■ **Stored records**
────────────────────
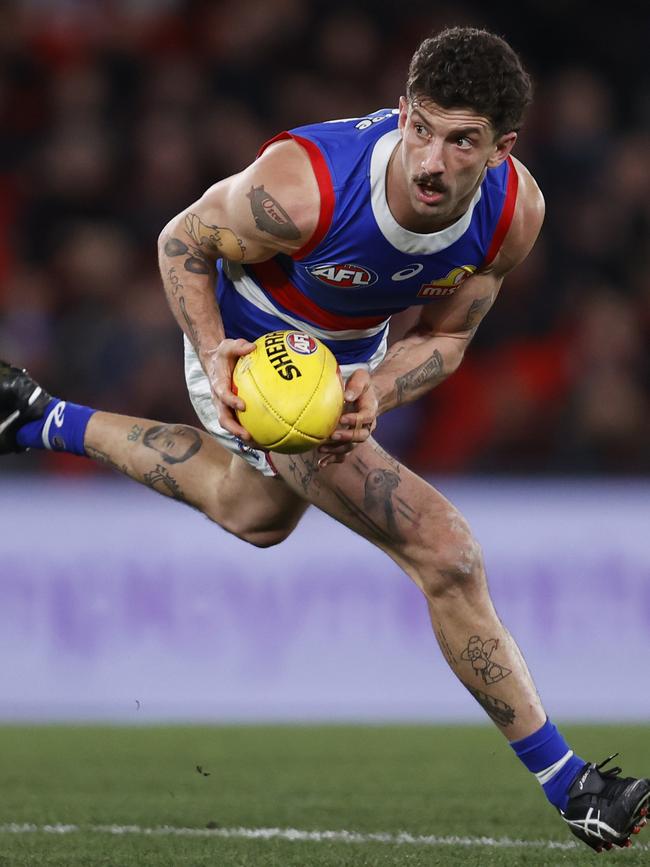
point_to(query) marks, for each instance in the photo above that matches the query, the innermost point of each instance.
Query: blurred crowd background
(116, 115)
────────────────────
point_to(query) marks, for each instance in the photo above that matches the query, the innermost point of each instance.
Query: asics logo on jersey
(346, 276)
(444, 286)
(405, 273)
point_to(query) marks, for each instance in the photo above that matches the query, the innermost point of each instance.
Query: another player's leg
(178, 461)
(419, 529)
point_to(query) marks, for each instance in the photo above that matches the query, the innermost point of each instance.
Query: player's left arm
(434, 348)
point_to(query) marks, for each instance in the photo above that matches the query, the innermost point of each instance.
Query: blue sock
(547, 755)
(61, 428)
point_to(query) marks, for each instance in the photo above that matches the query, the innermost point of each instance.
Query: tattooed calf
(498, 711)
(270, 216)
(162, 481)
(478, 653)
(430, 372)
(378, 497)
────────────────────
■ **Task instructions**
Copy every line of the entries above that contains the string "player".

■ **Answer to this task**
Query: another player's leg
Query: player's left arm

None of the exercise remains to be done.